━━━ DATA SHOWN ━━━

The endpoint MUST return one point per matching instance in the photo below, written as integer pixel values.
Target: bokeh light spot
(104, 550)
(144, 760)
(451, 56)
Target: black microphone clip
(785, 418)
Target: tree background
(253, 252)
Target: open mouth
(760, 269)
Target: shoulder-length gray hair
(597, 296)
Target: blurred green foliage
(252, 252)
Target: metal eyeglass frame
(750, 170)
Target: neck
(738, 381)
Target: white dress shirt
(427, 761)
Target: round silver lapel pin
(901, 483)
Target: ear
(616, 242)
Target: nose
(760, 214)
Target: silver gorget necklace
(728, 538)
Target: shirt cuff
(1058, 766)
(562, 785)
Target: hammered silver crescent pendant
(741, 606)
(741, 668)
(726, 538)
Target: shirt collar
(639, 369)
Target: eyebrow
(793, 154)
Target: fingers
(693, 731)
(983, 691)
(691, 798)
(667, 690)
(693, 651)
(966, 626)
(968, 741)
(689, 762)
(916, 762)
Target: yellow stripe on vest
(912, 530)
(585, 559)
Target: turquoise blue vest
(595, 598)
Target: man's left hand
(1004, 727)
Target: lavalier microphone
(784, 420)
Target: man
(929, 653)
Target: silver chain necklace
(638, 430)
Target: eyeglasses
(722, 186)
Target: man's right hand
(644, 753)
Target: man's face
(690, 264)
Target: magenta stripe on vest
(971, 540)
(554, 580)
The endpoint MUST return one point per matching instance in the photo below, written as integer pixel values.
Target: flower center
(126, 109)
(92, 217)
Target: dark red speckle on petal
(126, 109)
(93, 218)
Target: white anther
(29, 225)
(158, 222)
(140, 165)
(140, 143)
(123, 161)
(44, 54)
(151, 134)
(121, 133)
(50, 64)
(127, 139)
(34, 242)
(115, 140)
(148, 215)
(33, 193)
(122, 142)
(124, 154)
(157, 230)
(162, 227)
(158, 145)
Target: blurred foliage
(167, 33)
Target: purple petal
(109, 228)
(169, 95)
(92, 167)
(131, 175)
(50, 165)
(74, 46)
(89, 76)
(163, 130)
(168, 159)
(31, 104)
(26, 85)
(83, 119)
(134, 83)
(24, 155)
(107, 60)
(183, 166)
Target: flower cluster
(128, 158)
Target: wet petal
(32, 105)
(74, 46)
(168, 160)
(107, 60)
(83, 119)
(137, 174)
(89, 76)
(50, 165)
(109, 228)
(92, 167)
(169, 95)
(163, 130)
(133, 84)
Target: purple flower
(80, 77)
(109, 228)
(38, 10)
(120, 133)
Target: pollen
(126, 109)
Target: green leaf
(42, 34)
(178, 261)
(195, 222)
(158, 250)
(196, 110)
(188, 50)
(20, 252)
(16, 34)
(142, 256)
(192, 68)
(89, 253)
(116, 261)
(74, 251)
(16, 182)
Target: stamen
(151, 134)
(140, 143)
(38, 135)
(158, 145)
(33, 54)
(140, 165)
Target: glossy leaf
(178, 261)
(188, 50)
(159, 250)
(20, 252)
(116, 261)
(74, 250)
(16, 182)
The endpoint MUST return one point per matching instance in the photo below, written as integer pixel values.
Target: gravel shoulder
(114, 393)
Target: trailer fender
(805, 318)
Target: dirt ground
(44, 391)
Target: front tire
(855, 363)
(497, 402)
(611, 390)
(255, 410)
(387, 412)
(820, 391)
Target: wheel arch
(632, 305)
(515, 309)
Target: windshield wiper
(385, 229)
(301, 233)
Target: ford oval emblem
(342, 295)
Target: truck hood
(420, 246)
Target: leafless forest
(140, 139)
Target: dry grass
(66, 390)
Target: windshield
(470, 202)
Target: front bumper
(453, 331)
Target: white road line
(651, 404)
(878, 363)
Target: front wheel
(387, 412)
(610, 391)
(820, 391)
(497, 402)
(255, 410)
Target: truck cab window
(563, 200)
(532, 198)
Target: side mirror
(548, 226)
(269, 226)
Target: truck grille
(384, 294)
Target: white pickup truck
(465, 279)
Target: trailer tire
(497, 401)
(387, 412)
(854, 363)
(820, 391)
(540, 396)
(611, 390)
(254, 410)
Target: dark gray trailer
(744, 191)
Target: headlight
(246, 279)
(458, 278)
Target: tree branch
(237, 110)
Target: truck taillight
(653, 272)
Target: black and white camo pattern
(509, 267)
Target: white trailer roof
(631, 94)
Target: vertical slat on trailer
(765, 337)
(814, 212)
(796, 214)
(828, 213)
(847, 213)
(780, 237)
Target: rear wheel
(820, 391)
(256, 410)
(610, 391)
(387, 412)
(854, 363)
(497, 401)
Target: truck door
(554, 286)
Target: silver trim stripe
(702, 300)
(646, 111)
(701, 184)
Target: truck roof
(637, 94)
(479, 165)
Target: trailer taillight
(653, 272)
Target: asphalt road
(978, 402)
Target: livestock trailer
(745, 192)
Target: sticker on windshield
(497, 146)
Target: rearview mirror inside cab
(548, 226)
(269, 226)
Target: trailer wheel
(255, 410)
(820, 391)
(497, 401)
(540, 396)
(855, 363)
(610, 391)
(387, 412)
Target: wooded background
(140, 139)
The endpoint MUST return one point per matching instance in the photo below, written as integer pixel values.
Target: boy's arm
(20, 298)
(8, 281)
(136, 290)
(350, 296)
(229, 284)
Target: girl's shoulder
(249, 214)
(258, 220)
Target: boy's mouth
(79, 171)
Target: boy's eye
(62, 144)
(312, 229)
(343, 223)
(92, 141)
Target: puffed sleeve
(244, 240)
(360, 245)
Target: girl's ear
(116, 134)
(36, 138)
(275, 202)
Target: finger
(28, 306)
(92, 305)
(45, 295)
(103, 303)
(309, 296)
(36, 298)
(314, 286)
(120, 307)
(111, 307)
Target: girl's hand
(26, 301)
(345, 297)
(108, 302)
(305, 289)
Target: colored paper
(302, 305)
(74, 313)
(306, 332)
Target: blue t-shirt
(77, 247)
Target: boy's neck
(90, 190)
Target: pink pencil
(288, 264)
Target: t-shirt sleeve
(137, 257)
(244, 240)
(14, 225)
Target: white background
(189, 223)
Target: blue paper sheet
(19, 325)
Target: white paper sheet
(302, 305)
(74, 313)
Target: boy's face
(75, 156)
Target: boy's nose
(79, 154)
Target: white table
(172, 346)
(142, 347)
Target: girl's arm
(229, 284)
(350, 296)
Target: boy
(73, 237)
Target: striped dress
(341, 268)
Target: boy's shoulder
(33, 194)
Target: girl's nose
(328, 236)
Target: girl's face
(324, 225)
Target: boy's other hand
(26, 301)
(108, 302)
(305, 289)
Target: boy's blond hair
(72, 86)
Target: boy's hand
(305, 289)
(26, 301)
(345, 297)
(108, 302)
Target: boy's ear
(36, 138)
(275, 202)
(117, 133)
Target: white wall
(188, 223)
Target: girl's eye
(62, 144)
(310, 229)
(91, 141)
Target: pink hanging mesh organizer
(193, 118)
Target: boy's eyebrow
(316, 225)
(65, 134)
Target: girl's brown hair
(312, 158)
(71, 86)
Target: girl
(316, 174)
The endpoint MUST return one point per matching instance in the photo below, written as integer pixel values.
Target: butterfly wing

━━━

WHAT THE EXERCISE ASKS: Copy every entry exactly. Leave nothing out.

YOUR SOLUTION:
The endpoint MUST return one point per matching instance in the photo below, written as integer pixel values.
Target: bokeh light spot
(104, 550)
(144, 760)
(451, 56)
Target: black microphone clip
(785, 418)
Target: tree background
(253, 252)
Target: open mouth
(760, 269)
Target: shoulder-length gray hair
(597, 296)
Target: blurred green foliage
(252, 252)
Target: metal eyeglass frame
(750, 170)
Target: neck
(738, 381)
Target: white dress shirt
(427, 761)
Target: round silver lapel pin
(901, 483)
Target: ear
(616, 242)
Target: nose
(760, 214)
Target: silver gorget necklace
(728, 538)
Target: shirt cuff
(1058, 766)
(562, 785)
Target: hammered silver crescent pendant
(741, 606)
(741, 668)
(726, 538)
Target: shirt collar
(639, 369)
Target: eyebrow
(793, 154)
Target: fingers
(693, 731)
(983, 691)
(691, 798)
(667, 690)
(693, 651)
(966, 626)
(968, 741)
(689, 762)
(916, 762)
Target: yellow stripe on vest
(912, 530)
(585, 559)
Target: turquoise blue vest
(595, 598)
Target: man's left hand
(1004, 727)
Target: lavalier microphone
(784, 420)
Target: man
(929, 653)
Target: silver chain necklace
(638, 430)
Target: eyeglasses
(722, 186)
Target: man's right hand
(644, 753)
Target: man's face
(690, 264)
Target: magenta stripe on vest
(971, 540)
(554, 580)
The endpoint MUST return one point per matching instance in the photo below, written as integer pixel values.
Target: flower center
(126, 109)
(92, 217)
Target: dark red speckle on petal
(126, 109)
(93, 218)
Target: white anther
(29, 225)
(158, 222)
(140, 165)
(140, 143)
(123, 161)
(44, 54)
(151, 134)
(121, 133)
(50, 64)
(127, 139)
(34, 242)
(115, 140)
(148, 215)
(33, 193)
(122, 142)
(124, 154)
(157, 230)
(162, 227)
(158, 145)
Target: blurred foliage
(167, 33)
Target: purple petal
(109, 228)
(169, 95)
(92, 167)
(131, 175)
(50, 165)
(74, 46)
(89, 76)
(163, 130)
(168, 159)
(31, 104)
(26, 85)
(83, 119)
(134, 83)
(24, 155)
(107, 60)
(183, 166)
Target: flower cluster
(128, 158)
Target: wet petal
(32, 105)
(74, 46)
(168, 160)
(107, 60)
(83, 119)
(137, 174)
(89, 76)
(50, 165)
(109, 228)
(92, 167)
(169, 95)
(163, 130)
(133, 84)
Target: purple flower
(80, 77)
(109, 228)
(38, 10)
(120, 133)
Target: pollen
(126, 109)
Target: green leaf
(42, 34)
(178, 261)
(195, 222)
(158, 250)
(196, 110)
(188, 50)
(20, 252)
(16, 34)
(142, 256)
(192, 68)
(89, 253)
(116, 261)
(74, 251)
(16, 182)
Target: stamen
(151, 134)
(140, 143)
(38, 135)
(158, 145)
(33, 54)
(140, 165)
Target: glossy leaf
(178, 261)
(188, 50)
(159, 250)
(20, 252)
(116, 261)
(74, 250)
(16, 182)
The endpoint MUST return one point per matching instance in the photo below, written as integer pixel values.
Target: gravel shoulder
(114, 393)
Target: trailer fender
(805, 318)
Target: dirt ground
(44, 391)
Target: front tire
(855, 363)
(497, 402)
(611, 390)
(255, 410)
(387, 412)
(820, 391)
Target: wheel arch
(632, 305)
(515, 309)
Target: windshield wiper
(385, 229)
(301, 233)
Target: ford oval emblem
(342, 295)
Target: truck hood
(420, 246)
Target: leafless forest
(140, 139)
Target: dry grass
(66, 390)
Target: windshield
(470, 202)
Target: front bumper
(453, 331)
Target: white road line
(651, 404)
(878, 363)
Target: front wheel
(387, 412)
(610, 391)
(820, 391)
(497, 402)
(255, 410)
Target: truck cab window
(563, 200)
(532, 198)
Target: side mirror
(548, 226)
(269, 226)
Target: truck grille
(384, 294)
Target: white pickup truck
(465, 279)
Target: trailer tire
(497, 401)
(387, 412)
(854, 363)
(820, 391)
(540, 396)
(611, 390)
(254, 410)
Target: dark gray trailer
(744, 191)
Target: headlight
(246, 279)
(458, 278)
Target: tree branch
(237, 110)
Target: truck taillight
(653, 272)
Target: black and white camo pattern
(509, 267)
Target: white trailer roof
(631, 94)
Target: vertical slat on trailer
(765, 337)
(814, 212)
(796, 214)
(828, 213)
(847, 213)
(780, 237)
Target: rear wheel
(820, 391)
(256, 410)
(610, 391)
(387, 412)
(854, 363)
(497, 401)
Target: truck door
(554, 286)
Target: silver trim stripe
(702, 300)
(646, 111)
(701, 184)
Target: truck roof
(637, 94)
(479, 165)
Target: trailer taillight
(653, 272)
Target: asphalt road
(978, 402)
Target: livestock trailer
(745, 192)
Target: sticker on windshield
(497, 146)
Target: rearview mirror inside cab
(548, 226)
(269, 226)
Target: trailer wheel
(255, 410)
(820, 391)
(497, 401)
(540, 396)
(855, 363)
(610, 391)
(387, 412)
Target: wooded background
(140, 139)
The endpoint MUST return one point per matching instance in the photo below, written as integer pixel values.
Target: boy's arm
(20, 298)
(8, 281)
(136, 290)
(350, 296)
(229, 284)
Target: girl's shoulder
(249, 214)
(258, 220)
Target: boy's mouth
(79, 171)
Target: boy's eye
(62, 144)
(312, 229)
(343, 223)
(92, 141)
Target: puffed sleeve
(244, 240)
(360, 245)
Target: girl's ear
(116, 134)
(36, 138)
(275, 202)
Target: finger
(28, 306)
(92, 305)
(45, 295)
(103, 303)
(309, 296)
(36, 298)
(314, 286)
(120, 307)
(111, 307)
Target: girl's hand
(26, 301)
(345, 297)
(108, 302)
(305, 289)
Target: colored paper
(302, 305)
(74, 313)
(306, 332)
Target: blue t-shirt
(77, 247)
Target: boy's neck
(90, 190)
Target: pink pencil
(288, 264)
Target: t-shirt sleeve
(137, 257)
(244, 240)
(14, 225)
Target: white background
(189, 223)
Target: blue paper sheet
(19, 325)
Target: white paper sheet
(302, 305)
(74, 313)
Target: boy's face
(75, 156)
Target: boy's nose
(79, 154)
Target: white table
(172, 346)
(142, 347)
Target: girl's arm
(229, 284)
(350, 296)
Target: boy
(73, 237)
Target: striped dress
(341, 268)
Target: boy's shoulder
(33, 194)
Target: girl's nose
(328, 236)
Target: girl's face
(324, 225)
Target: boy's other hand
(26, 301)
(108, 302)
(305, 289)
Target: boy's blond hair
(72, 86)
Target: boy's hand
(305, 289)
(26, 301)
(345, 297)
(108, 302)
Target: boy's ear
(36, 138)
(275, 202)
(117, 133)
Target: white wall
(188, 223)
Target: girl's eye
(62, 144)
(310, 229)
(91, 141)
Target: pink hanging mesh organizer
(193, 118)
Target: boy's eyebrow
(316, 225)
(65, 134)
Target: girl's brown hair
(312, 158)
(71, 86)
Target: girl
(316, 174)
The endpoint MUST return one point per matching instance in the photo below, written as integer pixel values.
Target: butterfly wing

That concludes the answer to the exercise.